*** Opening Information ***

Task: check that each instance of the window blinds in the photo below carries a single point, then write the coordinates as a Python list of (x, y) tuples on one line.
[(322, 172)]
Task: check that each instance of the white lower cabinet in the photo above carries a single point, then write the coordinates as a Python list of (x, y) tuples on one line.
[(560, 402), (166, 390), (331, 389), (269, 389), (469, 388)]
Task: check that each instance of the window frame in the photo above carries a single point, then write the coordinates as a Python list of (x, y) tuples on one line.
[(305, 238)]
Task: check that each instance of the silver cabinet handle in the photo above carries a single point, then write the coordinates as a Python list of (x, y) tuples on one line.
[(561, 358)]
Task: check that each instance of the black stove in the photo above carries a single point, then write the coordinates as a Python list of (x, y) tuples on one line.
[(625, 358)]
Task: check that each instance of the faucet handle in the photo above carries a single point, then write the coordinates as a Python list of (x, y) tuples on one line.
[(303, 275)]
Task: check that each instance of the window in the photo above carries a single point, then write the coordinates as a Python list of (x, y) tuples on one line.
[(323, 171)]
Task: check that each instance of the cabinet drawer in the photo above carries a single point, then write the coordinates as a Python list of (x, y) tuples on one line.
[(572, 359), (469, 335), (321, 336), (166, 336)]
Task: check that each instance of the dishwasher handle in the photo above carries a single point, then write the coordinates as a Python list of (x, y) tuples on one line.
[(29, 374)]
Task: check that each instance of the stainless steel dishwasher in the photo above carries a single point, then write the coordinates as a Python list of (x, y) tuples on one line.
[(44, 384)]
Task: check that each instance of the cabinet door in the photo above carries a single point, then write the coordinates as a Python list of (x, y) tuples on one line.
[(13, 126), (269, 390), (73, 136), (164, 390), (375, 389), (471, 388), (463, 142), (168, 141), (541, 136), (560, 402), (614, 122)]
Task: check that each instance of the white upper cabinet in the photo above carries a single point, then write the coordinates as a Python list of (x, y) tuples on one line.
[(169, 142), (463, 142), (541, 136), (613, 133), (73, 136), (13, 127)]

*** Closing Information ***

Task to carry out –
Copy the listing word for word, leaving nothing out.

Answer section –
Task: check that each instance of the window blinds in the photo below carries a single point, then write the coordinates as a Python list of (x, y) tuples on one line.
[(322, 172)]
Task: check that each instance of the white lower cabinet in the photo above carries a single point, then write the coordinates as a Python list of (x, y) tuples on one line.
[(560, 402), (166, 390), (331, 389), (269, 389), (469, 388)]
Task: check that each instance of the window frame in the photo above carries a single point, then write the coordinates as a Python list of (x, y) tuples on one line.
[(305, 238)]
Task: check that each instance of the silver cabinet handle in the photo above carries a single point, then write the coordinates as a Python list of (x, y) tuples on one line.
[(561, 358)]
Task: check that each instance of the black stove in the photo above carries a single point, then write the coordinates as a Python list of (x, y) tuples on one line.
[(625, 358)]
Task: check that each instance of the faucet handle in the photo above carries a single point, then write the coordinates as a Python list of (x, y) tuples on one line.
[(303, 275)]
Task: check that each instance of the window in the photo above carries a single point, then write the coordinates as a Python list of (x, y) tuples on one line.
[(323, 171)]
Task: check that each instance of the cabinet drawer in the photo above carries a single point, then write the coordinates as a Python list of (x, y) tuples on one line.
[(572, 359), (469, 335), (321, 336), (166, 336)]
Task: check that each instance of the dishwasher handle in the photo above carries a single point, then write the coordinates as a Python list of (x, y) tuples on one line.
[(29, 374)]
Task: check that each instance of the stainless steel dishwasher in the photo above carries a single point, then write the coordinates as a Python list of (x, y) tuples on one line.
[(44, 384)]
Task: check that each instance of the cabinet door in the photo above carries a single point, then write the coordinates as a Python list of (x, y) tuples on one line.
[(13, 126), (269, 390), (73, 136), (164, 390), (375, 389), (471, 388), (463, 142), (168, 141), (541, 136), (560, 402), (614, 122)]
Task: check that each instance of the white upper cabinet in the photo above carries a single point, then write the coordinates as a Python list of (x, y) tuples on one line.
[(169, 142), (463, 142), (541, 136), (613, 133), (73, 136), (13, 127)]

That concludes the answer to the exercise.